● **Fragmento de página**:
No es que América Latina haya resuelto su relación con el pasado dictatorial, pero ha logrado construir marcos que reconocen el derecho a la verdad, memoria y reparación. España niega sistemáticamente estos derechos a las víctimas no solo de la dictadura sino de las violaciones cometidas desde entonces. Un país que no ajustó cuentas con la tortura franquista difícilmente puede enfrentar la tortura democrática.

La ausencia de consecuencias no solo protege abusos; cuando las autoridades comprueban que violar derechos no tiene coste, la transgresión se normaliza y escala.

15 de diciembre de 1992, L’Hospitalet de Llobregat. Pedro Álvarez, de 20 años, muere de tres disparos tras una discusión de tráfico. Su novia identifica al agresor: un policía nacional. Dos días después lo detienen. El arma es reglamentaria, el vehículo coincide, hay testigos. La misma juez que ordenó su detención lo puso en libertad en seis días “por falta de pruebas”.

Han pasado más de treinta años. En 2022, el Supremo declaró prescrito el crimen. El presunto asesino nunca fue juzgado. Durante décadas, la familia sufrió seguimientos, amenazas y llamadas intimidatorias. El mensaje fue claro: el Estado no solo protege la impunidad con inacción judicial; también intimida a quienes se niegan a aceptarla.

17 de diciembre de 2025, Badalona. Más de 400 personas migrantes son desalojadas del antiguo instituto B9 en pleno invierno. La juez autoriza el desalojo, pero ordena al Ayuntamiento prestar atención social. Xavier García Albiol, alcalde del PP, se niega abiertamente: afirma que no invertirá “ni un solo euro” en dar vivienda a personas a las que llama “salvajes”. Las personas desalojadas terminan bajo un puente; se les prohíbe encender hogueras para calentarse; se suceden nuevos desalojos.

● **Datos del ejercicio**:
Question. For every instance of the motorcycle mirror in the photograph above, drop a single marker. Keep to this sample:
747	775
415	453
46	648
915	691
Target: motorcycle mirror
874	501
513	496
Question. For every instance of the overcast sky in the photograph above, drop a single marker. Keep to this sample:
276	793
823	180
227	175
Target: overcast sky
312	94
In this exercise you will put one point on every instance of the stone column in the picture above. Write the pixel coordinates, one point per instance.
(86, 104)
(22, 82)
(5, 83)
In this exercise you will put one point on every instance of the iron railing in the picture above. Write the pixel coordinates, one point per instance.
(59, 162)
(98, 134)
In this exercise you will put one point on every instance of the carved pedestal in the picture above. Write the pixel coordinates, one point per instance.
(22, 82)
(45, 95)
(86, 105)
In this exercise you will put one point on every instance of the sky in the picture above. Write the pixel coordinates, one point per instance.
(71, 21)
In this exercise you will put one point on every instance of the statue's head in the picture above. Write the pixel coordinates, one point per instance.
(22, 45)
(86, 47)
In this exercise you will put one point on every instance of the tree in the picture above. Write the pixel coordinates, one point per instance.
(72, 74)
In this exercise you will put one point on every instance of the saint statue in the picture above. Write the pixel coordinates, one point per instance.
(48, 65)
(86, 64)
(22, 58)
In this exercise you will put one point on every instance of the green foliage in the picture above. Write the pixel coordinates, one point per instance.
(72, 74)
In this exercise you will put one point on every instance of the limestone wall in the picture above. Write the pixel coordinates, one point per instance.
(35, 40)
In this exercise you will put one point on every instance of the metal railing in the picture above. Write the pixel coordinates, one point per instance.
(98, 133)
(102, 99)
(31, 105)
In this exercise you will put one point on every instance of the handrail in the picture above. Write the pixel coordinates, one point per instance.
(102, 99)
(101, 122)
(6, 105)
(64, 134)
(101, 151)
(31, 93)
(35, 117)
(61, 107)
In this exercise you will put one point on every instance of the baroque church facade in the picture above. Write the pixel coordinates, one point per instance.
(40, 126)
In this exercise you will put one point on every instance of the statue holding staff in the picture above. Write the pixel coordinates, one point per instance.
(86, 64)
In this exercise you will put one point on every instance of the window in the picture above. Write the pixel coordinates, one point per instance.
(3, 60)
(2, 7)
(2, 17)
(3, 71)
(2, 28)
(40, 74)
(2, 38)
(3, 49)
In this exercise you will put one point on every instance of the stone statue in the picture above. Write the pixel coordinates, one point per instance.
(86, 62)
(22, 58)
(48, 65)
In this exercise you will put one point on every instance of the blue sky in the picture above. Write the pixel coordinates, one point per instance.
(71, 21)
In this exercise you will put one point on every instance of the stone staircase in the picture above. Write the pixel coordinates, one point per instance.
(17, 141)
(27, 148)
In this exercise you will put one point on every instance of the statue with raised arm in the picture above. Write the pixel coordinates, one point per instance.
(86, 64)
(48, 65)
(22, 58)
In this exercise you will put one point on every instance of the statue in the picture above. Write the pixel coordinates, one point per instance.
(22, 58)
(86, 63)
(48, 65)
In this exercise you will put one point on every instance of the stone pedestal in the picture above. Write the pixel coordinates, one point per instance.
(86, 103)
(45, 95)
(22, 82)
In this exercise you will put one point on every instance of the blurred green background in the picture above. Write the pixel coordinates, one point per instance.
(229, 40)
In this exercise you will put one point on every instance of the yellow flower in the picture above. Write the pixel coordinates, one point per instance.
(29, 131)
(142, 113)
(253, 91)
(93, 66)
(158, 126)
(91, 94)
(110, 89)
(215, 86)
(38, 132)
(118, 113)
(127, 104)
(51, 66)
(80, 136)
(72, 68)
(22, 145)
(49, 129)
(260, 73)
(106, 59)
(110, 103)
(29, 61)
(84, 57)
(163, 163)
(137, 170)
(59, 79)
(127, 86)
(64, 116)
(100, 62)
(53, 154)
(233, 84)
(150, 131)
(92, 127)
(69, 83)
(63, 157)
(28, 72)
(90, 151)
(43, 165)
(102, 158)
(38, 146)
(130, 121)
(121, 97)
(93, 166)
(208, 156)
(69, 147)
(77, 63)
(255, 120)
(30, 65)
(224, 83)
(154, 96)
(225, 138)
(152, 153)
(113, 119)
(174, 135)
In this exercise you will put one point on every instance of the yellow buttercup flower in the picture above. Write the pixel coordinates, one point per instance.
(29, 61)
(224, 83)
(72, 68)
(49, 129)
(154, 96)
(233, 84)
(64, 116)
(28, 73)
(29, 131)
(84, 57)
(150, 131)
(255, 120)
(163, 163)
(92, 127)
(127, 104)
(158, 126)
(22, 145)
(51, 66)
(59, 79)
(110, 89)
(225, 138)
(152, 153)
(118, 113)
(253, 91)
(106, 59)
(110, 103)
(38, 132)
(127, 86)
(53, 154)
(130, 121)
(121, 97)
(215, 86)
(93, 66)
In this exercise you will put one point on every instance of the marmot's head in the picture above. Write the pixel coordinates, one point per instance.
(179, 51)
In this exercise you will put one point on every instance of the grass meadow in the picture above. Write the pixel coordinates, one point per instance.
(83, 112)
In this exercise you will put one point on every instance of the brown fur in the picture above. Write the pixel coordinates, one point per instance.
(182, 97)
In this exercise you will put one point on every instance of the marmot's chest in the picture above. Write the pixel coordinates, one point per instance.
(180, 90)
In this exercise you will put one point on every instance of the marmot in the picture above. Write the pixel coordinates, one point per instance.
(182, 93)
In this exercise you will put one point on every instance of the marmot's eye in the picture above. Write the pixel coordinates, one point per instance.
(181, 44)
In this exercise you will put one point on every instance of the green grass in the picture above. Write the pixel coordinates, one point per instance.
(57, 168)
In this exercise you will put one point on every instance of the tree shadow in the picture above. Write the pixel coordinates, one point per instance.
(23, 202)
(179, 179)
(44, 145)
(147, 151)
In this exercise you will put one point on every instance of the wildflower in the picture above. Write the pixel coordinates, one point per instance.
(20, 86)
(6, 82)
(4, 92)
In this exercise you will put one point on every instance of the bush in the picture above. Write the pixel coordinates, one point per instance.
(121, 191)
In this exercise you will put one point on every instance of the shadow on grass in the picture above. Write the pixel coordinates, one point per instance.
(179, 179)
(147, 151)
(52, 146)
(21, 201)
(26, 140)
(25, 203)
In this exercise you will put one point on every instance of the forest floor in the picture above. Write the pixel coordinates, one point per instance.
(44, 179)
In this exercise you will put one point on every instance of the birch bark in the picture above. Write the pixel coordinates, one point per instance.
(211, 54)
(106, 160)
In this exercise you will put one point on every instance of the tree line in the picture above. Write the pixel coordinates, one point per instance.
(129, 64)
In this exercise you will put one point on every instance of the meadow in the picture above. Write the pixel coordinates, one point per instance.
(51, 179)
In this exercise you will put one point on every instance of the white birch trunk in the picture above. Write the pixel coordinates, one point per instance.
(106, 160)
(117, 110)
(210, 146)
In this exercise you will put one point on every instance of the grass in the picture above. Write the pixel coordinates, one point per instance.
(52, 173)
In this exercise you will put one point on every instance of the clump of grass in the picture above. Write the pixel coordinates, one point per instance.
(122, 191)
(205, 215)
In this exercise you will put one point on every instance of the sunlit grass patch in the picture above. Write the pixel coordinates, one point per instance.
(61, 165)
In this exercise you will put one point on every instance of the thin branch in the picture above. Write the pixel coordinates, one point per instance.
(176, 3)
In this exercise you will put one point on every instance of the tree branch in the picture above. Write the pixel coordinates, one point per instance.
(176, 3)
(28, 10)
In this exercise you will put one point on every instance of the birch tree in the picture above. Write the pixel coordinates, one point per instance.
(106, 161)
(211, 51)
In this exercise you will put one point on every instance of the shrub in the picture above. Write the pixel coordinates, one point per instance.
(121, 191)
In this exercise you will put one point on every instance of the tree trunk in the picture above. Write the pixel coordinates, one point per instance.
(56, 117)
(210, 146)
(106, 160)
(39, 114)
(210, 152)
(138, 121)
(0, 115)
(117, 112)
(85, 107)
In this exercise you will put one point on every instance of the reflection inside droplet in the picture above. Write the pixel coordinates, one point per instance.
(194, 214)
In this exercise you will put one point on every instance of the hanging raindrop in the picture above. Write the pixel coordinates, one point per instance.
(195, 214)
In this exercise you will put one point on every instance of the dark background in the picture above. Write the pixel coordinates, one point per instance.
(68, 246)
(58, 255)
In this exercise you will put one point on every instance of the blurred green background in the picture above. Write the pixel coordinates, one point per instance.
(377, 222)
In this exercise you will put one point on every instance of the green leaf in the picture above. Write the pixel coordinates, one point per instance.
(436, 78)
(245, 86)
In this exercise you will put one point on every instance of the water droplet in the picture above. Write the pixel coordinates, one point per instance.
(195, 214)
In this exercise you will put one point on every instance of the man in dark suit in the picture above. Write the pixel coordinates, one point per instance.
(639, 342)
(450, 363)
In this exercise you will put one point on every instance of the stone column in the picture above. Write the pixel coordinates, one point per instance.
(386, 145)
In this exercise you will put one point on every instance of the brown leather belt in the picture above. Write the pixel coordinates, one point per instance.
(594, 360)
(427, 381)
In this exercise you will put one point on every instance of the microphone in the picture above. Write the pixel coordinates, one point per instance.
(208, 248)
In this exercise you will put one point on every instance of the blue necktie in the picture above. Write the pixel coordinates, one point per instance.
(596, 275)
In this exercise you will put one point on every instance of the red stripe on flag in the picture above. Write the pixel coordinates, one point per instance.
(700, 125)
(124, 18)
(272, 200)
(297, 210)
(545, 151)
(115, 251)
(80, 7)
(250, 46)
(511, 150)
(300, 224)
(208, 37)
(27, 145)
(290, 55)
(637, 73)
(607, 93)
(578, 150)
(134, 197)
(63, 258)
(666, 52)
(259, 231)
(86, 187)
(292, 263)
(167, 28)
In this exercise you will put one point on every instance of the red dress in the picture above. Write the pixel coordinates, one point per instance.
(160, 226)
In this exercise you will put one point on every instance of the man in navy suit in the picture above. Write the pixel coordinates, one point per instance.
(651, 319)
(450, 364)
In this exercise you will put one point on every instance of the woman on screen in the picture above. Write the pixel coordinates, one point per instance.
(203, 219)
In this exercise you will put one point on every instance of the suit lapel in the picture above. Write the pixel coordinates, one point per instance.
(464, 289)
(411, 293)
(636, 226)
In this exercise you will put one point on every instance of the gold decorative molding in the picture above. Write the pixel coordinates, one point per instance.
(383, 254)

● **Con la información**:
(a) ¿En qué año declaró el Supremo prescrito el crimen de Pedro Álvarez, según el fragmento?
(b) Reproduce del fragmento todo lo que va desde "17 de diciembre" hasta "suceden nuevos desalojos.".
No hace falta recurrir a los datos.

● **Resultados del ejercicio**:
(a) En 2022.

(b)
17 de diciembre de 2025, Badalona. Más de 400 personas migrantes son desalojadas del antiguo instituto B9 en pleno invierno. La juez autoriza el desalojo, pero ordena al Ayuntamiento prestar atención social. Xavier García Albiol, alcalde del PP, se niega abiertamente: afirma que no invertirá “ni un solo euro” en dar vivienda a personas a las que llama “salvajes”. Las personas desalojadas terminan bajo un puente; se les prohíbe encender hogueras para calentarse; se suceden nuevos desalojos.